**WHAT YOU HAVE TO DO**
Where does the string "younger" appear in the records? Copy every line that contains it.

Point-per-instance localization data
== Segment start ==

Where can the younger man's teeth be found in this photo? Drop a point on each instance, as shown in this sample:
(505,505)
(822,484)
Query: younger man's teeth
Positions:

== Segment end ==

**EXERCISE OUTPUT**
Where can the younger man's teeth be found in this photo? Drop a point on each instance, as shown in this sample:
Query: younger man's teeth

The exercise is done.